◆ **THE TASK**: Each entry should appear in the answer exactly as written.

· · · · · · ·

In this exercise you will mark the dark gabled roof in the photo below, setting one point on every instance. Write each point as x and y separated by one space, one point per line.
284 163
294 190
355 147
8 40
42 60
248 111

· · · · · · ·

◆ **THE COMPLETED TASK**:
In this exercise you will mark the dark gabled roof in the photo below, setting one point on every instance. Write each point as x and y separated by one space, one point per line.
284 163
294 190
355 147
8 40
42 60
248 111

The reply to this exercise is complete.